== Given entries

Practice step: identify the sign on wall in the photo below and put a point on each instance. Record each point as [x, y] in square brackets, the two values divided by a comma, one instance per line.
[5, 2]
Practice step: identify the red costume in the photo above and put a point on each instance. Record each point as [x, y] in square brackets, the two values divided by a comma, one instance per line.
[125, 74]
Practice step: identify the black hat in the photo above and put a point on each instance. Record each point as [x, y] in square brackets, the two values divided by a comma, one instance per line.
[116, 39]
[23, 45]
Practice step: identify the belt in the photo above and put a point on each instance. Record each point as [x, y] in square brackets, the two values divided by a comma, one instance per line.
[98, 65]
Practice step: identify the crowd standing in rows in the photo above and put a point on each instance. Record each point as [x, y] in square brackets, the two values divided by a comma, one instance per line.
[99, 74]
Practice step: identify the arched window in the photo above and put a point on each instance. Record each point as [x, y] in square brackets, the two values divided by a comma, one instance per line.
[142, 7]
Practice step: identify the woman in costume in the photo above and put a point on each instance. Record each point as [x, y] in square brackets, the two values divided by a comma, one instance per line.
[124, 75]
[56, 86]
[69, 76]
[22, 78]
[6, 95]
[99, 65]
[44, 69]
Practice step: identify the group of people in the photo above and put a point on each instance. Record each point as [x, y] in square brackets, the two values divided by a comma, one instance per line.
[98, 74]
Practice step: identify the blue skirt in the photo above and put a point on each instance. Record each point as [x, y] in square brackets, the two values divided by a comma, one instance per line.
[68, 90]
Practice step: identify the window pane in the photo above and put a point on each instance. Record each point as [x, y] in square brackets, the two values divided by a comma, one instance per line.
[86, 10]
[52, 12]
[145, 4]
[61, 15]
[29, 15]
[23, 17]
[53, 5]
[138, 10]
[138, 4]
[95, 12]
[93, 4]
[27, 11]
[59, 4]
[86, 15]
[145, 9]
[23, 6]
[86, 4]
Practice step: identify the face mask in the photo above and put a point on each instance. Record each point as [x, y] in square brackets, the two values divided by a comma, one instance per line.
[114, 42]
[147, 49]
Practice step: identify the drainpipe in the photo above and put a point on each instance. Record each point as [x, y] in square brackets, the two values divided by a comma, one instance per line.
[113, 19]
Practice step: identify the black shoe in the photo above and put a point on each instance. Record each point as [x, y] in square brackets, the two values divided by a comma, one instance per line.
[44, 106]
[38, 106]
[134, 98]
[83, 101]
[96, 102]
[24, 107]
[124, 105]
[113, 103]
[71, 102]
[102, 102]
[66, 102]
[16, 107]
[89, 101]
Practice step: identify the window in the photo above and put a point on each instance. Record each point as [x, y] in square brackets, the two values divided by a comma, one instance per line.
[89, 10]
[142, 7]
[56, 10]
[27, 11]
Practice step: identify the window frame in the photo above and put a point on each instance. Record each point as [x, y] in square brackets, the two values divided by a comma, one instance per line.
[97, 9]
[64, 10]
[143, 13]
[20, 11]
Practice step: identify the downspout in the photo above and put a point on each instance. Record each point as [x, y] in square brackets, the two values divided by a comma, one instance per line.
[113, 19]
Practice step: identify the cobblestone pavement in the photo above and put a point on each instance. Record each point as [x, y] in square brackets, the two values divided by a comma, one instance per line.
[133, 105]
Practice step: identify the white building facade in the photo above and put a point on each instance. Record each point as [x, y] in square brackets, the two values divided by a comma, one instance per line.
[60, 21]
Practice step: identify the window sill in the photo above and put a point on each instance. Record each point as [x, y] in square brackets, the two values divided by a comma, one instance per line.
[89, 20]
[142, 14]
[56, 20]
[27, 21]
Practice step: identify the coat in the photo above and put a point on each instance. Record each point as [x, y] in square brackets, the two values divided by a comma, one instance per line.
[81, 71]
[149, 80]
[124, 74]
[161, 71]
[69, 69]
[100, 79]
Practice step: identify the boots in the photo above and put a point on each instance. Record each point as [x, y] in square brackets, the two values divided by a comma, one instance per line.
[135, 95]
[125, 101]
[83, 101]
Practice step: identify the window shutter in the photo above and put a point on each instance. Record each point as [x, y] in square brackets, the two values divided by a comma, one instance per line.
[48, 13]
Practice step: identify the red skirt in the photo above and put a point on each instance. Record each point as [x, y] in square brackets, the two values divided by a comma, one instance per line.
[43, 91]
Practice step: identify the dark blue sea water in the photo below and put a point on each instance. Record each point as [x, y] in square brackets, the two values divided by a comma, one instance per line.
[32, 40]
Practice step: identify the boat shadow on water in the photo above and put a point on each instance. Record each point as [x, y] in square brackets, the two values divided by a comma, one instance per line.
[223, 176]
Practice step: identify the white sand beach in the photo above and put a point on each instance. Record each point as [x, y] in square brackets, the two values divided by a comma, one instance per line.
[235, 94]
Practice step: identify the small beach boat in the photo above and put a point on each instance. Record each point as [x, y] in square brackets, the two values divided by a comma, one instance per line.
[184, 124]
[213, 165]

====

## [What to produce]
Repeat exactly, and only, the lines of the records above, starting with the line that contains "Practice step: identify the boat" and ending with the final line, both included.

## [Finished exercise]
Practice step: identify the boat shadow on water in the photo above and put a point on each instance. Record each point as [x, y] in square brackets, the two values divided by a comma, one instance per line.
[223, 176]
Practice step: identify the white sand beach in the photo above and put a point on each instance. Record each point as [x, y] in square brackets, the two values divided by a comma, one instance per line.
[235, 94]
Practice step: identify the small beach boat in the photo above and put a point on each instance. Record each point as [x, y] in square brackets, the two values divided by a comma, one instance per line.
[184, 124]
[213, 165]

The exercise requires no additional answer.